→ Given exercise
Your task is to transcribe the data in full.

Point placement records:
============

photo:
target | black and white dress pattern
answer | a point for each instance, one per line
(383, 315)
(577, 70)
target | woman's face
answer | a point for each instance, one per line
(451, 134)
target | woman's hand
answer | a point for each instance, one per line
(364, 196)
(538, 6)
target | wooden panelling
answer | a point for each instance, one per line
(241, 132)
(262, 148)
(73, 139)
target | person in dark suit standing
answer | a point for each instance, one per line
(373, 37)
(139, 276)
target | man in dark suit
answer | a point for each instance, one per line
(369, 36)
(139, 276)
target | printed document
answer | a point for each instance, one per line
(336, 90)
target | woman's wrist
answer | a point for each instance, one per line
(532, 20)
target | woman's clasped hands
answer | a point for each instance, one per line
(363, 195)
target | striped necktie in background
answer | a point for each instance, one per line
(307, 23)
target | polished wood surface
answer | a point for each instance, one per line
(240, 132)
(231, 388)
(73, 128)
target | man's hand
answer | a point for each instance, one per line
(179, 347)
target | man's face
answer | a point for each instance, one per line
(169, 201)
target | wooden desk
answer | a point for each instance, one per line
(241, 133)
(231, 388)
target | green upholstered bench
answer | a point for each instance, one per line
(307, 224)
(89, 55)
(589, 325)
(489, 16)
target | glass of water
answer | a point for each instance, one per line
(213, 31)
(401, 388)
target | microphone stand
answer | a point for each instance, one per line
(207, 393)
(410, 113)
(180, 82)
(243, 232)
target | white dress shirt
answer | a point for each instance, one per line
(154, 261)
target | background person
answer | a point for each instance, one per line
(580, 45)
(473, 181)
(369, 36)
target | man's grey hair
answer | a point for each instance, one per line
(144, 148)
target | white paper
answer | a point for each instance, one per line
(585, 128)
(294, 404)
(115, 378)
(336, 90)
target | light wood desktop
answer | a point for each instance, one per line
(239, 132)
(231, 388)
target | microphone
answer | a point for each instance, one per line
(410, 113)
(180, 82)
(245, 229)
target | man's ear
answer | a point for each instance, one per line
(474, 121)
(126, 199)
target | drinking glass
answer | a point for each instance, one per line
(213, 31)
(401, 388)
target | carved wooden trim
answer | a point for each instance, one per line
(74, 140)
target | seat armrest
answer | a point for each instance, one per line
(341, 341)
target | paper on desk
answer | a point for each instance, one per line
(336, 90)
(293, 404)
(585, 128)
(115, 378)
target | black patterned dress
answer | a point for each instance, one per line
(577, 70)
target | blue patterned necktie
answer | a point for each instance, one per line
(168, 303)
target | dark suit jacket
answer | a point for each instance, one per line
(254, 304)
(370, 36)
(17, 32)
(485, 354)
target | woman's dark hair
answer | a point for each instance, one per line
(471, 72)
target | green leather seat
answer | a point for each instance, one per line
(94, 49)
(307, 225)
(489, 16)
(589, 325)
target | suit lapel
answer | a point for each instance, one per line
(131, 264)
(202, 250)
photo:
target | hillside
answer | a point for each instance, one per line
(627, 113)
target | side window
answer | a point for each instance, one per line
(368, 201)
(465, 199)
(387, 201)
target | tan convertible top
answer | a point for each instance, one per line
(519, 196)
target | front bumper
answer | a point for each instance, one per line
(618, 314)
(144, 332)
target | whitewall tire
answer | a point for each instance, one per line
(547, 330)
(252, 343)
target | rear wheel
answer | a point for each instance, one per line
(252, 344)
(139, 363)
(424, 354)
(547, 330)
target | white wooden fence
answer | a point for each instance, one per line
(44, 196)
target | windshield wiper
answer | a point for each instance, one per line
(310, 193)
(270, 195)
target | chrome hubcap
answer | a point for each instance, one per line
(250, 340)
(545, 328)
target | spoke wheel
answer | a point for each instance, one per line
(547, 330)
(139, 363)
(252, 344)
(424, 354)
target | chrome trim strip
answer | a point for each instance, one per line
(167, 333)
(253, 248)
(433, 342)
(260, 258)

============

→ Solution to this exercise
photo:
target | black and white dress pattern
answer | a point for each instance, one per line
(383, 315)
(577, 70)
target | woman's face
answer | a point for each instance, one per line
(451, 134)
target | woman's hand
answer | a point for each instance, one per line
(364, 196)
(538, 6)
target | wooden panelling
answer | a point for each instance, one per line
(241, 132)
(262, 148)
(73, 139)
target | person in dark suit standing
answer | a point for each instance, one per line
(373, 37)
(139, 276)
target | man in dark suit
answer | a point for each instance, one per line
(369, 36)
(139, 276)
target | printed document
answer | a point for each instance, one per line
(336, 90)
target | woman's wrist
answer | a point for each instance, one per line
(532, 20)
target | woman's clasped hands
answer | a point for each instance, one per line
(363, 195)
target | striped necktie in background
answer | a point for each instance, one per line
(307, 23)
target | polished wood surface
answer | a point for each instance, one per line
(240, 132)
(231, 388)
(73, 128)
target | man's hand
answer | a point for each instance, one per line
(179, 347)
target | man's face
answer | a point for each instance, one per line
(169, 201)
target | wooden desk
answer | a point for each instance, one per line
(241, 133)
(231, 388)
target | green upholstered bench
answer | a point for each instance, one per line
(307, 224)
(89, 55)
(589, 325)
(489, 16)
target | glass of water
answer | a point for each instance, one per line
(213, 31)
(401, 388)
target | microphone stand
answer | a point for each instance, one per line
(207, 393)
(410, 113)
(180, 82)
(243, 232)
target | white dress shirt
answer | a point for each instance, one per line
(154, 261)
target | background person
answer | a point for each instance, one per line
(580, 45)
(473, 181)
(369, 36)
target | man's grey hair
answer | a point for each instance, one per line
(144, 148)
target | white paper
answer | a point for each instance, one per line
(585, 128)
(294, 404)
(115, 378)
(336, 90)
target | light wood desktop
answer | a point for each instance, one per line
(239, 132)
(231, 388)
target | microphone
answer | a point for each instance, one per line
(410, 113)
(180, 82)
(245, 229)
target | man's ear
answer | a point for each instance, one per line
(474, 121)
(126, 199)
target | drinking glass
answer | a point for each instance, one per line
(213, 31)
(401, 388)
target | carved wooden trim
answer | a point for each instance, one per line
(74, 140)
target | seat armrest
answer | a point for each instance, one per line
(341, 341)
target | paper on desk
answer | a point for each instance, one per line
(336, 90)
(293, 404)
(585, 128)
(115, 378)
target | black patterned dress
answer | a point for each instance, one per line
(577, 70)
target | blue patterned necktie
answer | a point for each instance, one per line
(168, 303)
target | dark suit jacket
answer | a point for each instance, one per line
(254, 304)
(370, 36)
(17, 32)
(485, 354)
target | woman's dark hair
answer | a point for each instance, one per line
(471, 72)
target | green leather seat
answer | a point for each instance, one per line
(94, 49)
(307, 225)
(489, 16)
(589, 325)
target | suit lapel
answer | a point for each instance, one per line
(131, 264)
(202, 250)
photo:
target | hillside
answer | a point for each instance, one per line
(627, 113)
target | side window
answer | a point for each instance, one per line
(368, 201)
(465, 199)
(387, 201)
target | tan convertible top
answer | a point for each instance, one per line
(519, 196)
target | front bumper
answer | a point for each instance, one per line
(618, 314)
(144, 332)
target | whitewall tire
answer | a point for each instance, one per line
(547, 330)
(252, 343)
target | rear wheel
answer | a point for each instance, one per line
(252, 344)
(139, 363)
(424, 354)
(547, 330)
target | white wooden fence
answer | a point for each instance, one per line
(44, 196)
target | windshield wiper
answer | a point for each instance, one per line
(310, 193)
(270, 195)
target | chrome hubcap
answer | a point for each instance, one per line
(250, 340)
(545, 328)
target | spoke wheel
answer | a point for each instance, one per line
(547, 330)
(139, 363)
(252, 344)
(424, 354)
target | chrome trim strip
answer | a point for each instance, one per line
(167, 333)
(253, 248)
(433, 342)
(260, 258)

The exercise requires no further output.